DATA TO USE below:
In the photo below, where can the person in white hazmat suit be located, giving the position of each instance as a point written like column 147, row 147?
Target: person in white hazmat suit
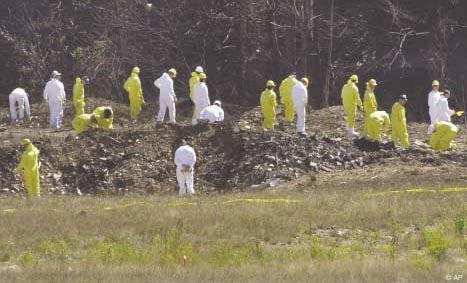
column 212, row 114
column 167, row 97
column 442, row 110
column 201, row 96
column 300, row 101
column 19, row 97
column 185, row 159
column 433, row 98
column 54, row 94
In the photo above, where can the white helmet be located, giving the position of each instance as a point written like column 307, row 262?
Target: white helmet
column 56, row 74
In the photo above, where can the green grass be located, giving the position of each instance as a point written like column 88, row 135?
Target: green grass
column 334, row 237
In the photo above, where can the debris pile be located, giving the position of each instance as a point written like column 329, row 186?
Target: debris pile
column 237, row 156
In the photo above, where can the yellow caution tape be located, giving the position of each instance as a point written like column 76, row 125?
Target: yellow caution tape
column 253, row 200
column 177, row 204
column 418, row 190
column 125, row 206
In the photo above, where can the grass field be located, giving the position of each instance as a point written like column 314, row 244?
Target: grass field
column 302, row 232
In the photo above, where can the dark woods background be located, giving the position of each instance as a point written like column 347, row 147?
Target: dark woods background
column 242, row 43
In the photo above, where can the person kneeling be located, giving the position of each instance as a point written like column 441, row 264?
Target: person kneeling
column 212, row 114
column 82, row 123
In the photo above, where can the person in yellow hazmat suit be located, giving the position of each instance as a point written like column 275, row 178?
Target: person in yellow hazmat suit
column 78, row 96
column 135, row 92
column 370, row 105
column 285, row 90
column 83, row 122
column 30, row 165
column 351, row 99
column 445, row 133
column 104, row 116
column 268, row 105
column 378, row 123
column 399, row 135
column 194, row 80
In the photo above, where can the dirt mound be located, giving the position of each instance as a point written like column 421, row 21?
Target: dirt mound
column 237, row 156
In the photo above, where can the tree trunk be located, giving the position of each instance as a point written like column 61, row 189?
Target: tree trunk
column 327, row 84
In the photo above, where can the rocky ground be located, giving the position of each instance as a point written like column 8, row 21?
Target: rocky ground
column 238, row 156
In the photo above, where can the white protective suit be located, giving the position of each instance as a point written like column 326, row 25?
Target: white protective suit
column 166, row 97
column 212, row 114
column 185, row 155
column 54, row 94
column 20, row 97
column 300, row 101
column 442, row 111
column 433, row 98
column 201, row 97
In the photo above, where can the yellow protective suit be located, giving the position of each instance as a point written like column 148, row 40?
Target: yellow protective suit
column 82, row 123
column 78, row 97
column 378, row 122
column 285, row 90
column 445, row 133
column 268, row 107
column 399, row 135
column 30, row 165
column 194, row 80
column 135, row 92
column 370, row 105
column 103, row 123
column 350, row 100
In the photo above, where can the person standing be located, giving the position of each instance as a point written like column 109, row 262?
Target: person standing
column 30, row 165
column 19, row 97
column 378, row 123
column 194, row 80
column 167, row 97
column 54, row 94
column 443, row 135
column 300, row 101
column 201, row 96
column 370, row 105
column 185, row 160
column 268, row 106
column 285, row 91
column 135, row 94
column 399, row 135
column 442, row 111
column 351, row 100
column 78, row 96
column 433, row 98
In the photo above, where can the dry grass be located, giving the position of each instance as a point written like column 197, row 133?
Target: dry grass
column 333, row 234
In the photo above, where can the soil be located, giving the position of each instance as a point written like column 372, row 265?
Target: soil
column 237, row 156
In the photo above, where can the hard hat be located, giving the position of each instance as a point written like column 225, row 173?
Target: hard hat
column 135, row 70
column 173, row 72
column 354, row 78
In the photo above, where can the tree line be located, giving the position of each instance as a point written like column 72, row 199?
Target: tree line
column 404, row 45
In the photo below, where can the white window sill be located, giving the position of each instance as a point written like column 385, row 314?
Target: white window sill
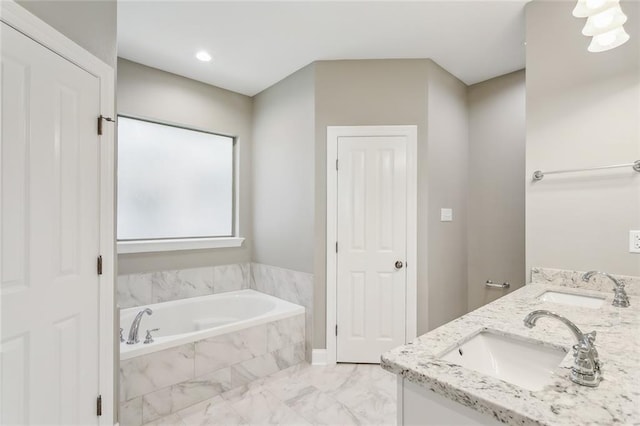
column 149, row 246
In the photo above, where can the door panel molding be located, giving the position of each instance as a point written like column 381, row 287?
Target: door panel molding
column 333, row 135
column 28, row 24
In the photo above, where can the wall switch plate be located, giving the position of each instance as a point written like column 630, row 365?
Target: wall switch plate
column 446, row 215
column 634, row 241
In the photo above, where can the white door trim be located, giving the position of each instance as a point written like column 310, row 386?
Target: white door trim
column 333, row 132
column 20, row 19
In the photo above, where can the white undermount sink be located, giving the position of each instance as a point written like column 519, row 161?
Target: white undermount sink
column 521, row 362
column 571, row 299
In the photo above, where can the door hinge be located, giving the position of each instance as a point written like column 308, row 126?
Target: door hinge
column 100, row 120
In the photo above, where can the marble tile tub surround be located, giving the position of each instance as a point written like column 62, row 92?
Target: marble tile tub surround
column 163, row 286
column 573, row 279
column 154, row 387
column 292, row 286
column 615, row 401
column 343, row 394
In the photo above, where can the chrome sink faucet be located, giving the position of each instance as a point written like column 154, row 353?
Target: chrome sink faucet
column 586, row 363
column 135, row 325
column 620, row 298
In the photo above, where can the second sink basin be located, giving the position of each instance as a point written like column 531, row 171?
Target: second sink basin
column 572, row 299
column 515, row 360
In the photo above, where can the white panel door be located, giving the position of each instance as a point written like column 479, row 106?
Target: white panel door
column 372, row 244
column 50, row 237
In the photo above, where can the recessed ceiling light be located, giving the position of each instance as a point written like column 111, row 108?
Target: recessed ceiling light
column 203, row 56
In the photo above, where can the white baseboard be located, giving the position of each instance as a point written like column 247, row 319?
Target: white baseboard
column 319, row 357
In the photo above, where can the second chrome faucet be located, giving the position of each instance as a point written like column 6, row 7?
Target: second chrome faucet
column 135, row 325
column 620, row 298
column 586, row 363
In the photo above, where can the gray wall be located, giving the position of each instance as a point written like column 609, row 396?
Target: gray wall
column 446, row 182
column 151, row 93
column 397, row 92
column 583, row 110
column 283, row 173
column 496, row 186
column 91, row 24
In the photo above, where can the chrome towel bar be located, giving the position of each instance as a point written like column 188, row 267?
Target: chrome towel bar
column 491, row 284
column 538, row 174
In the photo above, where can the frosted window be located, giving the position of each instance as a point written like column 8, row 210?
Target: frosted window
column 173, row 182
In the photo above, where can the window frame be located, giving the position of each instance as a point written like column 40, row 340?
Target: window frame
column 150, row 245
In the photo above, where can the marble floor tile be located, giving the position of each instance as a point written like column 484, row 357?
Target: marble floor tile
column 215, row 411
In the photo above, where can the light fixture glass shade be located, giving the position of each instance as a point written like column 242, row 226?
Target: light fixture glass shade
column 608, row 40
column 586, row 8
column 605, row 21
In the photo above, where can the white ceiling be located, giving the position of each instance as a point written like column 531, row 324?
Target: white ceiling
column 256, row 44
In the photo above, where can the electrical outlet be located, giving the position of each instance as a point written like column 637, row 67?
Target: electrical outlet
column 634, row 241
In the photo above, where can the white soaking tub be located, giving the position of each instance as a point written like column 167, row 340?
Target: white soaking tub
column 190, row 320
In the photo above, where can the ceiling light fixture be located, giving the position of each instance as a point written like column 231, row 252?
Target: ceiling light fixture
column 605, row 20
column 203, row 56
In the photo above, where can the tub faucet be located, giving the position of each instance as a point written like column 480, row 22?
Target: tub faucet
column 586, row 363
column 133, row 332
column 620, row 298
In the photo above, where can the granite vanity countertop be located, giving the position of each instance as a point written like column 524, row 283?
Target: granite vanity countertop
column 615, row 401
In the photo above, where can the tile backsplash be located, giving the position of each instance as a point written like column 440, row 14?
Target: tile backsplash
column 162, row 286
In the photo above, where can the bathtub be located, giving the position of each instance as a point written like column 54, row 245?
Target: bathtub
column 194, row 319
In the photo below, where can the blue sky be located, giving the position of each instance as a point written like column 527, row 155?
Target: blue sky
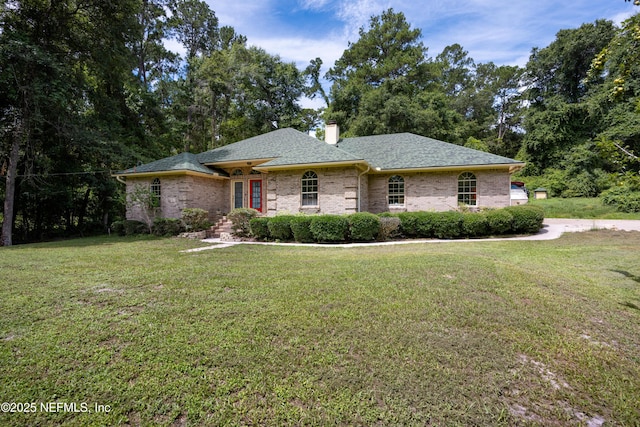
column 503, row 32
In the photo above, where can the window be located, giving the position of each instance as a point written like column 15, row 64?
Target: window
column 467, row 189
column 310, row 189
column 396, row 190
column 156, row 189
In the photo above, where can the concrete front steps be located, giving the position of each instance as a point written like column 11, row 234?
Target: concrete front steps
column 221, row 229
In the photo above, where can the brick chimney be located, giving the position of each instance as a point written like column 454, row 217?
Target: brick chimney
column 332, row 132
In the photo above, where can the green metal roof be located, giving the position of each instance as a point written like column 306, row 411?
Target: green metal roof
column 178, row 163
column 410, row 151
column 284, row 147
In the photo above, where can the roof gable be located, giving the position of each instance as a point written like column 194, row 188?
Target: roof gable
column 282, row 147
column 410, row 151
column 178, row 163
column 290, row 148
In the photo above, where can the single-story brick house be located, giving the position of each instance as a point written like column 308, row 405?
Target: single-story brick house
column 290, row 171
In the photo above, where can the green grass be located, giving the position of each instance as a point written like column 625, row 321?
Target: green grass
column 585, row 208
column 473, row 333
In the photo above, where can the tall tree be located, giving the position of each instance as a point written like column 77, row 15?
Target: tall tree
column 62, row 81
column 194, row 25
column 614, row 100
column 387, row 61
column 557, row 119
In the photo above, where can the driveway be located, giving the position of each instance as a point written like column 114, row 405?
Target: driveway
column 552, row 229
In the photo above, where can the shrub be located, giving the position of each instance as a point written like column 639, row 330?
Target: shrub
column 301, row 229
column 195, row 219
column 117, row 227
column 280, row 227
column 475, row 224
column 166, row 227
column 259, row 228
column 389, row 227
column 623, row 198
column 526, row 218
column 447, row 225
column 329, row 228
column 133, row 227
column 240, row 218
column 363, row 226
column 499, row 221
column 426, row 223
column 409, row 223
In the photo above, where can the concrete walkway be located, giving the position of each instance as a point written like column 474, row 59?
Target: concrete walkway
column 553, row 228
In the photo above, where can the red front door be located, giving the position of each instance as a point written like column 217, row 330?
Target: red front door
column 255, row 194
End of DATA TO USE.
DATA TO USE below:
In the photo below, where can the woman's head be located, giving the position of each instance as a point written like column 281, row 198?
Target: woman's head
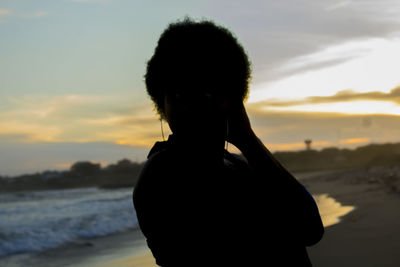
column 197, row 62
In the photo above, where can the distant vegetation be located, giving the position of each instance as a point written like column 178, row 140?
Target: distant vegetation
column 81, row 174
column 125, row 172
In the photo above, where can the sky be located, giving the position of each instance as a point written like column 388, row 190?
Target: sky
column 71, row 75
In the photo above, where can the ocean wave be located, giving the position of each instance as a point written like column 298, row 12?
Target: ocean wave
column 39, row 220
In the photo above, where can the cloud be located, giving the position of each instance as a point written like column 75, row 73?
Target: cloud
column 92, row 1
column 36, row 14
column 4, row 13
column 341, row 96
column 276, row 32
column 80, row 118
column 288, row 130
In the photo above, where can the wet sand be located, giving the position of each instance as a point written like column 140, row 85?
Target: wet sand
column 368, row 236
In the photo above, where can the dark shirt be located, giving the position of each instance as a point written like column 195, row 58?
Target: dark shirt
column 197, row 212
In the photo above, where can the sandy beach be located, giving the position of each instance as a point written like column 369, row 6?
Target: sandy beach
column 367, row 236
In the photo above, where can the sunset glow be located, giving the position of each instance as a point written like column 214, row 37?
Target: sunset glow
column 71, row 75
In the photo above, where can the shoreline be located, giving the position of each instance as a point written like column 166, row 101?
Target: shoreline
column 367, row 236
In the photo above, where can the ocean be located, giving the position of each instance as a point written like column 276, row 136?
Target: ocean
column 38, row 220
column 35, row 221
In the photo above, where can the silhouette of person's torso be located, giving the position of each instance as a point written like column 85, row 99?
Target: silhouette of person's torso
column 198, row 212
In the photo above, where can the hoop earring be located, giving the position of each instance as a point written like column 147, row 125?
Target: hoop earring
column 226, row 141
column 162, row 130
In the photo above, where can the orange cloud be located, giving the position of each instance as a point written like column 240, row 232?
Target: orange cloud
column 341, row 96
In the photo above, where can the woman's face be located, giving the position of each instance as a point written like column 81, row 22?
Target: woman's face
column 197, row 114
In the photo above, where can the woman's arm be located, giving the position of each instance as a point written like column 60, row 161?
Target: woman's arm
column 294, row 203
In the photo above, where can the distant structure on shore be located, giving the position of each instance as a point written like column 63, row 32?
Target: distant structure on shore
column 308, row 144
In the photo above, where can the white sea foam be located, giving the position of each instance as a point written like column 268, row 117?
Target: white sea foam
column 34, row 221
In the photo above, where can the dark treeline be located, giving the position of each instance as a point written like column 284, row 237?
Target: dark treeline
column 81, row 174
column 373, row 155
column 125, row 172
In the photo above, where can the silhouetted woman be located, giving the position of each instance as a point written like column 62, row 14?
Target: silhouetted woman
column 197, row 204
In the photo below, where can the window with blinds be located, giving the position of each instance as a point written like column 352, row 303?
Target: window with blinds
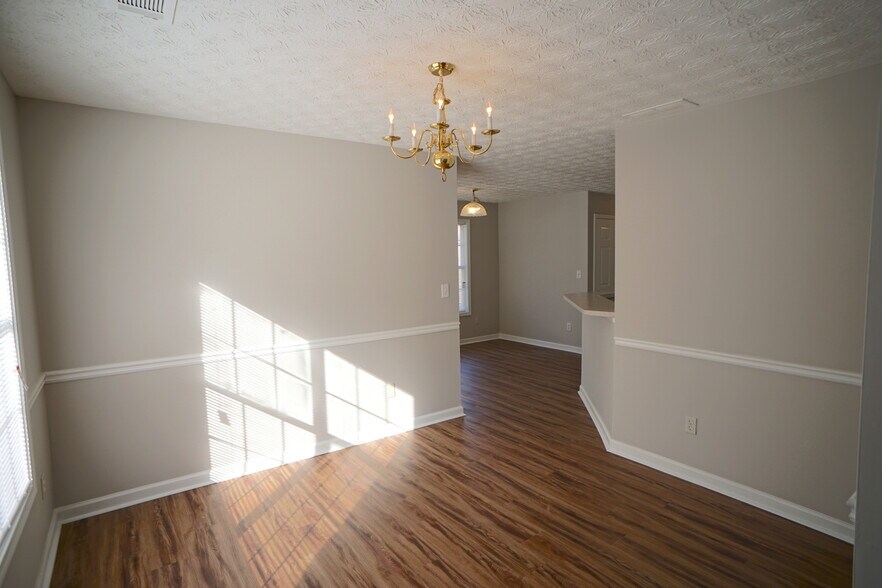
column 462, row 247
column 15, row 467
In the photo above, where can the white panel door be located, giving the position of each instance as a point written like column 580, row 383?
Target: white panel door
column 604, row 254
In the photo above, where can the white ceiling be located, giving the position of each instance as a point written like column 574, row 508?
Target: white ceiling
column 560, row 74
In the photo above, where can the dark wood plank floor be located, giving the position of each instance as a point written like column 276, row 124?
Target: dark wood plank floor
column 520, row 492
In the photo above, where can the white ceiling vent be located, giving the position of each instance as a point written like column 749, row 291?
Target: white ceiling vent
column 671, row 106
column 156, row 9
End of DATA TO USE.
DATA TO USE below:
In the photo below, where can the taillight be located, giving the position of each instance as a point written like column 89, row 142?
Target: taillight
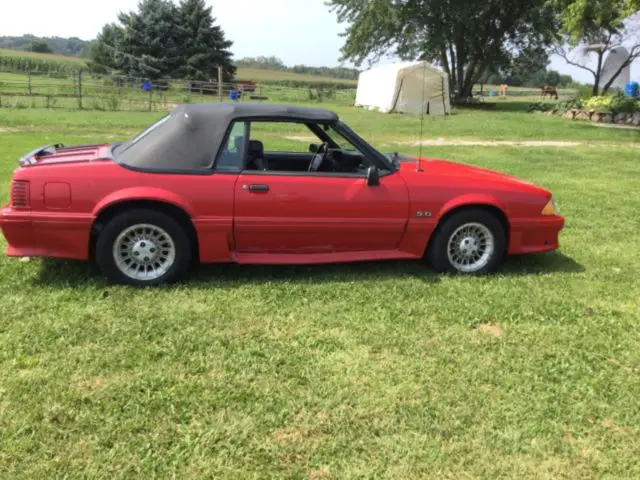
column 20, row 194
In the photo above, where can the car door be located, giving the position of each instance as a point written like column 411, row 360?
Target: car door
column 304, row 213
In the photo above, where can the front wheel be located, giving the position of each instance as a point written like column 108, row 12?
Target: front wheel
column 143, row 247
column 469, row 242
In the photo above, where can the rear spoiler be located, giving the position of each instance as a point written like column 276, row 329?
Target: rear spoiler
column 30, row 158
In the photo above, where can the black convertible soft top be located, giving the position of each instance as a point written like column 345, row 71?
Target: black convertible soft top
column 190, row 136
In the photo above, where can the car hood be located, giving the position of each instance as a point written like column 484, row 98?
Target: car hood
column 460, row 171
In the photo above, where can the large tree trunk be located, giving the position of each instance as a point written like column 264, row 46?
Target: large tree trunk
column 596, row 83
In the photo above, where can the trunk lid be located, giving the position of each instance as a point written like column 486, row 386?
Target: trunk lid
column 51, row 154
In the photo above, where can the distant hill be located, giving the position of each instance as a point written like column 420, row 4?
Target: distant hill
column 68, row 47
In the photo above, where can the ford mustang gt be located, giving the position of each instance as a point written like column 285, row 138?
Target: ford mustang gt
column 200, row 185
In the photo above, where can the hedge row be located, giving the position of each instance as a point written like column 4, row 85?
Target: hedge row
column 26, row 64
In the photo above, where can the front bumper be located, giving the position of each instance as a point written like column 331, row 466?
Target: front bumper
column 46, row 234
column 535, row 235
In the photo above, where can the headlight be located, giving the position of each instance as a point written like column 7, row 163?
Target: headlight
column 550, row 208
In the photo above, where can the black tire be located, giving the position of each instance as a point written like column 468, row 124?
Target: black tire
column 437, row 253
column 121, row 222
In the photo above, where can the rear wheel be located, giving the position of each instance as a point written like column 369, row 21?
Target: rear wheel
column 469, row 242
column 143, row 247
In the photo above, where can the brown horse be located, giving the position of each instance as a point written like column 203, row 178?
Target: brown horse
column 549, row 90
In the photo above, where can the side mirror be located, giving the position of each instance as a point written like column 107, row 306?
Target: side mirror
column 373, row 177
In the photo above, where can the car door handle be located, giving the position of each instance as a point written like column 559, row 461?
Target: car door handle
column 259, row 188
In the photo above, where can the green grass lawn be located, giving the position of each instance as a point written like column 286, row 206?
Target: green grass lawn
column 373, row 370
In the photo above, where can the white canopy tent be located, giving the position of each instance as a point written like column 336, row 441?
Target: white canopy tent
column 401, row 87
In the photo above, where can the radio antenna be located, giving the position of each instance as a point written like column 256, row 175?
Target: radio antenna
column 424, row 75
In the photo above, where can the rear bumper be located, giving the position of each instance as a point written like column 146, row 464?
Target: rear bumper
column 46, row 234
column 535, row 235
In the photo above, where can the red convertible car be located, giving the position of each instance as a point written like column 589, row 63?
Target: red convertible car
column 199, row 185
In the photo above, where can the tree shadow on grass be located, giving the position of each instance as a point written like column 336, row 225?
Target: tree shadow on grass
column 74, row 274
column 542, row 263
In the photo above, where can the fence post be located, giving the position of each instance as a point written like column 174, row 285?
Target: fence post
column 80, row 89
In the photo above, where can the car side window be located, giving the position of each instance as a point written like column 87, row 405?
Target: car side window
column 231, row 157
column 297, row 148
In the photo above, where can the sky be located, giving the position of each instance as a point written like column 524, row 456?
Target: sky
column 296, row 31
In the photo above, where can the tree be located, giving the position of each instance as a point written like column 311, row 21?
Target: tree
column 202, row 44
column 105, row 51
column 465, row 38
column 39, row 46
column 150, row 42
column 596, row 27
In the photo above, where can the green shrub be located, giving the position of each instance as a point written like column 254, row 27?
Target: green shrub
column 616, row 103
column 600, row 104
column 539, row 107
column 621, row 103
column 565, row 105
End of DATA TO USE.
* **WHAT THE TASK REQUIRES**:
Give back the exact lines above, running from the one that has "In the photo below, where can the person" through the one that has "In the photo above, where can the person in", with nothing added and no pictures.

* **RESULT BELOW**:
In the photo below, where can the person in white hazmat suit be located, giving the position of each instance as a point written like column 147, row 147?
Target: person in white hazmat suit
column 212, row 114
column 167, row 97
column 442, row 110
column 201, row 96
column 300, row 101
column 19, row 97
column 185, row 159
column 433, row 98
column 54, row 94
In the photo above, where can the white helmet be located, giving the position of each instance as a point written like column 307, row 262?
Target: white helmet
column 56, row 74
In the photo above, where can the green grass be located, giving the position of each instance as a point written like column 88, row 135?
Target: green grass
column 334, row 237
In the photo above, where can the debris pile be located, giving the position of each instance as a point written like column 329, row 186?
Target: debris pile
column 237, row 156
In the photo above, where can the yellow caution tape be located, giving the position of each instance as a point written like column 76, row 125?
Target: yellow caution tape
column 253, row 200
column 177, row 204
column 418, row 190
column 125, row 206
In the photo above, where can the grass field be located, giving the position of each instance as a point written like column 314, row 244?
Target: grass field
column 302, row 232
In the photo above, where can the dark woods background be located, giving the position of each instance as a point written like column 347, row 147?
Target: dark woods background
column 242, row 43
In the photo above, where can the person kneeling be located, giving the position of each instance as a point written like column 441, row 264?
Target: person kneeling
column 212, row 114
column 82, row 123
In the photo above, where can the person in yellow hazmat suit be located, giving the position of each instance as a point written like column 275, row 178?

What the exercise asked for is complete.